§ **WORK REQUIRED**: Go through the records and give each one again exactly.

-------- INPUT FOR THIS TASK --------

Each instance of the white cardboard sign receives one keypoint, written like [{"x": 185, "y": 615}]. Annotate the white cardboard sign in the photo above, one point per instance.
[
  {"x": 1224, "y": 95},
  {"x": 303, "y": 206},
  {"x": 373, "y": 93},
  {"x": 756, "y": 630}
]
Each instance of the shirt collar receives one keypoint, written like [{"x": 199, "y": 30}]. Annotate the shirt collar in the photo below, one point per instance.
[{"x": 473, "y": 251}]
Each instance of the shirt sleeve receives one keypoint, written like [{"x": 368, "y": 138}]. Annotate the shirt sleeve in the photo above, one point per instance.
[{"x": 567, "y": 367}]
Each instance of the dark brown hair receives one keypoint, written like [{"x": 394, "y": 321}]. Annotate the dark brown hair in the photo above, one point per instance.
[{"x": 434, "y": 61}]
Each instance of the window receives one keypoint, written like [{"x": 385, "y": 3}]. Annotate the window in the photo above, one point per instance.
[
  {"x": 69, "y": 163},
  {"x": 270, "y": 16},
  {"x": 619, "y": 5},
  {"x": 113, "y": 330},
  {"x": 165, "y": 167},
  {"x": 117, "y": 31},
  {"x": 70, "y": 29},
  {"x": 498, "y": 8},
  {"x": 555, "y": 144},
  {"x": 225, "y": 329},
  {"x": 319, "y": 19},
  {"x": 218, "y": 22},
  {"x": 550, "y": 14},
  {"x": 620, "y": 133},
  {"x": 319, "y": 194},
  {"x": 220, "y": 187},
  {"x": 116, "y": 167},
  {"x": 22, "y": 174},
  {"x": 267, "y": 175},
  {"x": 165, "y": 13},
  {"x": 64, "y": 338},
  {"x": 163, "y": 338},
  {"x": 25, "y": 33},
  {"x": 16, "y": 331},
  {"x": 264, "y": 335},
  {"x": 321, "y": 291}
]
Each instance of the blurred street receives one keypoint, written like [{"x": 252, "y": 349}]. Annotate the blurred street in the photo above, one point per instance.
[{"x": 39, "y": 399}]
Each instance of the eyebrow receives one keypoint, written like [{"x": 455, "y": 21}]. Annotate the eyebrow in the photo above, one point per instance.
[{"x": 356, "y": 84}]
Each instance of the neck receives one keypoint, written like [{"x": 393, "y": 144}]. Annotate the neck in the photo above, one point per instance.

--------

§ **SOLUTION**:
Each instance of the white cardboard sign receives one keypoint, written like [{"x": 185, "y": 615}]. Annotate the white cardboard sign in the photo above, one point per instance.
[
  {"x": 1224, "y": 95},
  {"x": 303, "y": 206},
  {"x": 373, "y": 93},
  {"x": 756, "y": 630}
]
Each instance of the shirt collar receives one keypoint, written like [{"x": 199, "y": 30}]. Annotate the shirt collar in the photo below, one point per instance.
[{"x": 473, "y": 251}]
Each instance of the shirt sleeve receives one keypoint, written like [{"x": 368, "y": 138}]. Annotate the shirt sleeve in the photo above, one point per instance.
[{"x": 567, "y": 367}]
Each instance of the dark brown hair receives one keypoint, written like [{"x": 394, "y": 321}]. Annotate the dark brown hair in the photo above, one point per instance.
[{"x": 434, "y": 61}]
Each instance of the window receives one keypoint, written like [{"x": 385, "y": 3}]. Annotate the window in the photo above, one point per instance.
[
  {"x": 69, "y": 163},
  {"x": 270, "y": 16},
  {"x": 619, "y": 5},
  {"x": 113, "y": 330},
  {"x": 165, "y": 167},
  {"x": 117, "y": 31},
  {"x": 70, "y": 29},
  {"x": 498, "y": 8},
  {"x": 555, "y": 144},
  {"x": 225, "y": 329},
  {"x": 319, "y": 19},
  {"x": 218, "y": 22},
  {"x": 550, "y": 14},
  {"x": 620, "y": 133},
  {"x": 319, "y": 194},
  {"x": 220, "y": 187},
  {"x": 116, "y": 167},
  {"x": 22, "y": 174},
  {"x": 267, "y": 175},
  {"x": 165, "y": 13},
  {"x": 64, "y": 338},
  {"x": 163, "y": 338},
  {"x": 25, "y": 33},
  {"x": 16, "y": 331},
  {"x": 264, "y": 335},
  {"x": 321, "y": 291}
]
Each instance of the blurred street receives one keypoint, written like [{"x": 252, "y": 349}]. Annotate the blurred street in the photo above, one point per instance.
[{"x": 39, "y": 399}]
Each instance of the eyebrow receives one keypoint, written like [{"x": 455, "y": 21}]. Annotate the eyebrow in the photo above, one point per instance.
[{"x": 356, "y": 84}]
Each instance of the neck receives one keypoint, written like [{"x": 393, "y": 144}]. Annotate the neck in the photo above, one point per instance.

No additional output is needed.